Across the whole listing, find how many lines contain "trunk", then write that number and nothing else.
Data shown Start Marker
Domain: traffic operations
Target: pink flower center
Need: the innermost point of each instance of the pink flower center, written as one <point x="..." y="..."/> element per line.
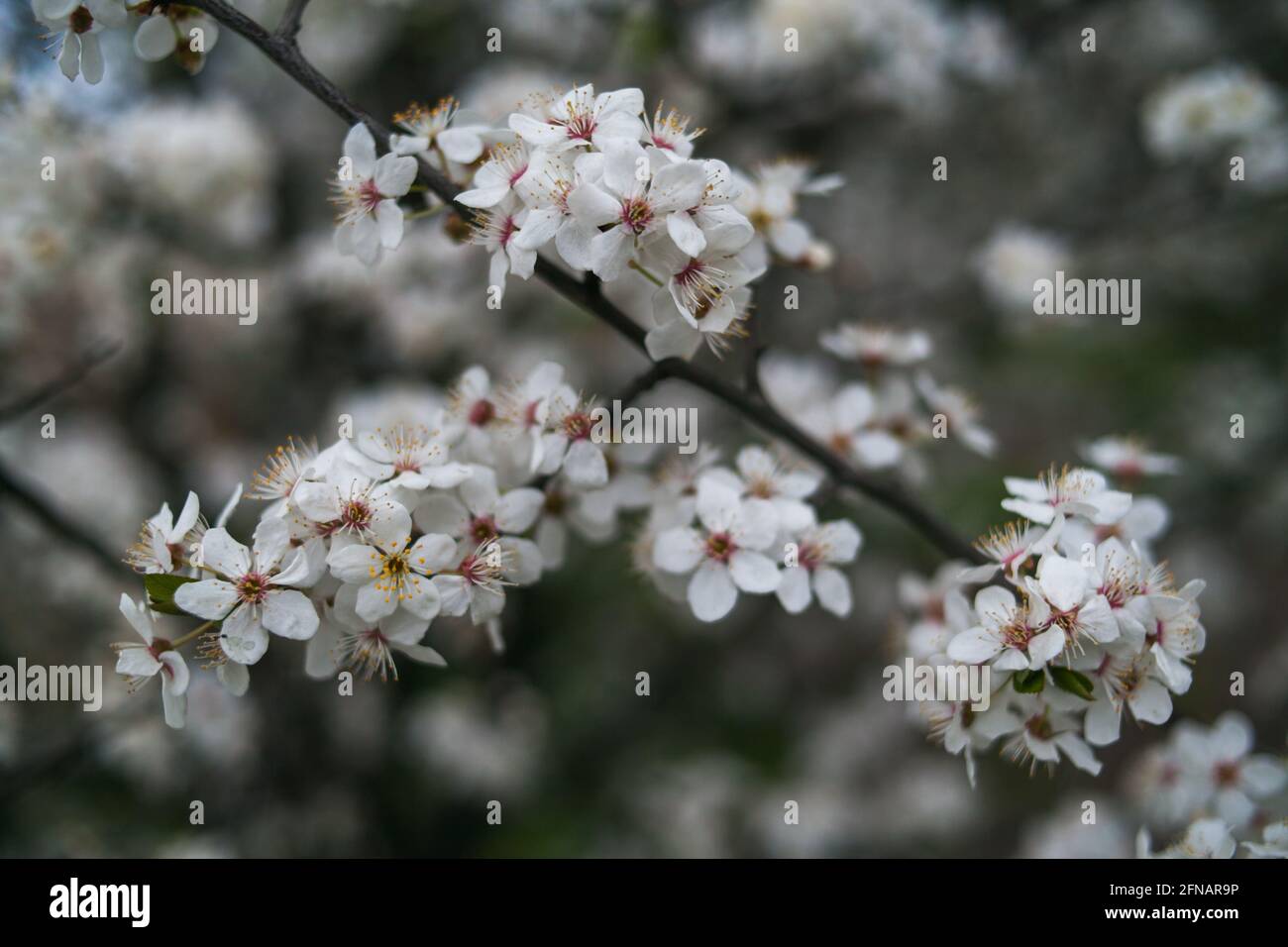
<point x="720" y="547"/>
<point x="1225" y="774"/>
<point x="369" y="195"/>
<point x="80" y="21"/>
<point x="483" y="528"/>
<point x="578" y="427"/>
<point x="636" y="214"/>
<point x="253" y="587"/>
<point x="581" y="127"/>
<point x="356" y="514"/>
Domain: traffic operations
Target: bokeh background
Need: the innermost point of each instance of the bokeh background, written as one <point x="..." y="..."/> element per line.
<point x="1056" y="158"/>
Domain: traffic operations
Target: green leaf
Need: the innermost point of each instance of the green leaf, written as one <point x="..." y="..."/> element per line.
<point x="1028" y="682"/>
<point x="1069" y="680"/>
<point x="162" y="587"/>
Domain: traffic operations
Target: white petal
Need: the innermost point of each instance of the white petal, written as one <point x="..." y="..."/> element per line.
<point x="290" y="615"/>
<point x="243" y="638"/>
<point x="711" y="591"/>
<point x="155" y="39"/>
<point x="585" y="466"/>
<point x="389" y="218"/>
<point x="235" y="678"/>
<point x="224" y="554"/>
<point x="833" y="590"/>
<point x="754" y="573"/>
<point x="518" y="509"/>
<point x="794" y="590"/>
<point x="678" y="549"/>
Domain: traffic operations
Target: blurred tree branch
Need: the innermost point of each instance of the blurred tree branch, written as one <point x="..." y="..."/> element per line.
<point x="284" y="52"/>
<point x="48" y="513"/>
<point x="94" y="355"/>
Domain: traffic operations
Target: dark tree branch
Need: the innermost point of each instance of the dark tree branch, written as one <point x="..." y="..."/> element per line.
<point x="48" y="514"/>
<point x="288" y="27"/>
<point x="283" y="51"/>
<point x="94" y="356"/>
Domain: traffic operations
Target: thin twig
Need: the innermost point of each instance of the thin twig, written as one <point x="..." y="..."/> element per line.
<point x="48" y="514"/>
<point x="290" y="24"/>
<point x="284" y="52"/>
<point x="94" y="356"/>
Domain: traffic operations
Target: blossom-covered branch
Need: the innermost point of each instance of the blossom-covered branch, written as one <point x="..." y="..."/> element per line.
<point x="284" y="52"/>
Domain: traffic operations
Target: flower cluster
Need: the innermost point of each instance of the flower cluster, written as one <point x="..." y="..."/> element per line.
<point x="1210" y="779"/>
<point x="880" y="421"/>
<point x="165" y="30"/>
<point x="604" y="187"/>
<point x="1074" y="621"/>
<point x="362" y="545"/>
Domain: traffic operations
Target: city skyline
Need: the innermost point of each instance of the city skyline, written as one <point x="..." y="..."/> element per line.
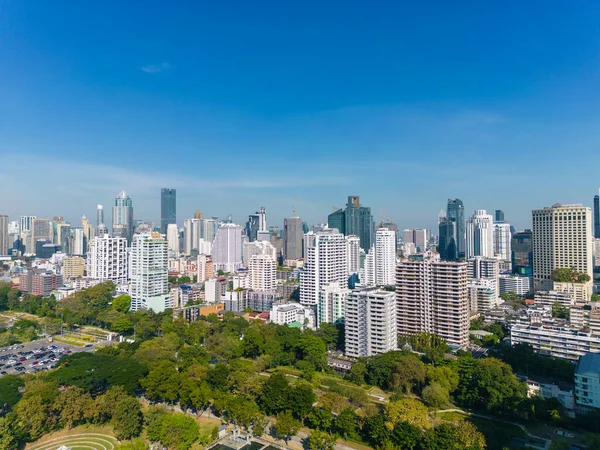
<point x="381" y="115"/>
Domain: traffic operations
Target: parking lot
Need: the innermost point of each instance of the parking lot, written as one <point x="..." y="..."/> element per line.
<point x="36" y="356"/>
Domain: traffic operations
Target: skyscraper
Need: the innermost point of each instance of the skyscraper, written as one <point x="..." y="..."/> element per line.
<point x="456" y="213"/>
<point x="123" y="216"/>
<point x="292" y="238"/>
<point x="168" y="208"/>
<point x="480" y="234"/>
<point x="562" y="238"/>
<point x="354" y="220"/>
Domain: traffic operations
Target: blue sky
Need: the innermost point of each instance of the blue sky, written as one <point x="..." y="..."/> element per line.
<point x="239" y="104"/>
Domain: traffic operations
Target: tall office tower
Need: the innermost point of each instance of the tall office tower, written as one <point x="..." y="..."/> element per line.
<point x="480" y="234"/>
<point x="456" y="213"/>
<point x="107" y="259"/>
<point x="26" y="223"/>
<point x="521" y="245"/>
<point x="332" y="303"/>
<point x="370" y="322"/>
<point x="123" y="216"/>
<point x="78" y="243"/>
<point x="385" y="257"/>
<point x="168" y="208"/>
<point x="292" y="238"/>
<point x="355" y="220"/>
<point x="597" y="216"/>
<point x="353" y="254"/>
<point x="562" y="238"/>
<point x="99" y="215"/>
<point x="447" y="240"/>
<point x="432" y="296"/>
<point x="262" y="273"/>
<point x="502" y="237"/>
<point x="3" y="235"/>
<point x="227" y="248"/>
<point x="484" y="283"/>
<point x="326" y="262"/>
<point x="173" y="237"/>
<point x="149" y="272"/>
<point x="205" y="268"/>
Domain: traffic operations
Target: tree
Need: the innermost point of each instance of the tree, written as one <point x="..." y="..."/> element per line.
<point x="435" y="395"/>
<point x="122" y="303"/>
<point x="318" y="440"/>
<point x="408" y="410"/>
<point x="286" y="425"/>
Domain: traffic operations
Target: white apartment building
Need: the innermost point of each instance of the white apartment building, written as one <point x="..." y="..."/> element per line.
<point x="385" y="257"/>
<point x="262" y="272"/>
<point x="227" y="248"/>
<point x="370" y="322"/>
<point x="502" y="239"/>
<point x="562" y="238"/>
<point x="332" y="303"/>
<point x="107" y="259"/>
<point x="480" y="234"/>
<point x="326" y="262"/>
<point x="148" y="272"/>
<point x="432" y="296"/>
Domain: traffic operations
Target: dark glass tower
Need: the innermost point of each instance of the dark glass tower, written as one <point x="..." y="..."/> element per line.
<point x="456" y="213"/>
<point x="168" y="208"/>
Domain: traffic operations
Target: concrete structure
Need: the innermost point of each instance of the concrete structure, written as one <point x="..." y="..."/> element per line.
<point x="74" y="267"/>
<point x="558" y="342"/>
<point x="587" y="381"/>
<point x="227" y="248"/>
<point x="385" y="257"/>
<point x="326" y="262"/>
<point x="480" y="234"/>
<point x="562" y="238"/>
<point x="370" y="322"/>
<point x="107" y="259"/>
<point x="332" y="302"/>
<point x="123" y="216"/>
<point x="148" y="272"/>
<point x="432" y="296"/>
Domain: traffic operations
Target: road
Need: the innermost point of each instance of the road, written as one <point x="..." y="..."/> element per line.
<point x="32" y="362"/>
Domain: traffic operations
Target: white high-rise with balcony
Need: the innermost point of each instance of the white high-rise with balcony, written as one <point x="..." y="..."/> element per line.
<point x="149" y="272"/>
<point x="385" y="257"/>
<point x="480" y="234"/>
<point x="107" y="259"/>
<point x="326" y="256"/>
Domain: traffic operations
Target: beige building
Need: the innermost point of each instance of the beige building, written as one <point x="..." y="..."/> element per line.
<point x="432" y="296"/>
<point x="73" y="267"/>
<point x="562" y="238"/>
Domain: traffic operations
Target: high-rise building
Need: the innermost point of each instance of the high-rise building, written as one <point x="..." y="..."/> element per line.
<point x="447" y="240"/>
<point x="370" y="322"/>
<point x="432" y="296"/>
<point x="107" y="259"/>
<point x="562" y="238"/>
<point x="502" y="240"/>
<point x="227" y="248"/>
<point x="385" y="257"/>
<point x="3" y="235"/>
<point x="480" y="234"/>
<point x="522" y="253"/>
<point x="354" y="219"/>
<point x="456" y="213"/>
<point x="123" y="216"/>
<point x="326" y="262"/>
<point x="597" y="216"/>
<point x="168" y="208"/>
<point x="149" y="272"/>
<point x="292" y="238"/>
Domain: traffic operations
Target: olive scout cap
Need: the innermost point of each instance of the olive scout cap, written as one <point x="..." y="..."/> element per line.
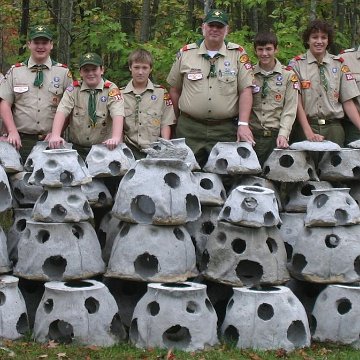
<point x="90" y="59"/>
<point x="216" y="16"/>
<point x="40" y="31"/>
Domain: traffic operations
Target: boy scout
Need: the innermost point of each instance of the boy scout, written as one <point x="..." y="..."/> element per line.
<point x="31" y="93"/>
<point x="327" y="88"/>
<point x="275" y="97"/>
<point x="352" y="59"/>
<point x="211" y="89"/>
<point x="149" y="111"/>
<point x="96" y="106"/>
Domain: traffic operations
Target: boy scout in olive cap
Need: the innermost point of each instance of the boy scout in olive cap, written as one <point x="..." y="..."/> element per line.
<point x="31" y="92"/>
<point x="211" y="89"/>
<point x="96" y="106"/>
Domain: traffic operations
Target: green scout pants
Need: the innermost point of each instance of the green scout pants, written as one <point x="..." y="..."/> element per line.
<point x="332" y="131"/>
<point x="264" y="144"/>
<point x="201" y="137"/>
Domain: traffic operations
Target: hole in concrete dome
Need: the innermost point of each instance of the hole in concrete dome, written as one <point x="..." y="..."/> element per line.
<point x="21" y="225"/>
<point x="341" y="216"/>
<point x="77" y="231"/>
<point x="22" y="325"/>
<point x="356" y="171"/>
<point x="172" y="180"/>
<point x="296" y="333"/>
<point x="321" y="200"/>
<point x="66" y="178"/>
<point x="307" y="189"/>
<point x="357" y="265"/>
<point x="51" y="164"/>
<point x="249" y="272"/>
<point x="265" y="311"/>
<point x="192" y="206"/>
<point x="238" y="245"/>
<point x="231" y="334"/>
<point x="78" y="284"/>
<point x="48" y="305"/>
<point x="54" y="267"/>
<point x="272" y="245"/>
<point x="38" y="176"/>
<point x="61" y="332"/>
<point x="192" y="307"/>
<point x="221" y="164"/>
<point x="206" y="184"/>
<point x="124" y="229"/>
<point x="42" y="236"/>
<point x="146" y="265"/>
<point x="115" y="168"/>
<point x="243" y="152"/>
<point x="312" y="324"/>
<point x="269" y="218"/>
<point x="299" y="262"/>
<point x="343" y="306"/>
<point x="2" y="298"/>
<point x="58" y="213"/>
<point x="177" y="337"/>
<point x="17" y="193"/>
<point x="286" y="161"/>
<point x="130" y="174"/>
<point x="179" y="234"/>
<point x="178" y="285"/>
<point x="335" y="160"/>
<point x="128" y="153"/>
<point x="209" y="306"/>
<point x="92" y="305"/>
<point x="153" y="308"/>
<point x="207" y="227"/>
<point x="289" y="251"/>
<point x="332" y="241"/>
<point x="204" y="261"/>
<point x="142" y="208"/>
<point x="249" y="204"/>
<point x="134" y="332"/>
<point x="87" y="208"/>
<point x="221" y="237"/>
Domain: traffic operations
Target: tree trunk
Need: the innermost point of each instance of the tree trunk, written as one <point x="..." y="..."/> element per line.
Data shown End Marker
* [Solution to this task]:
2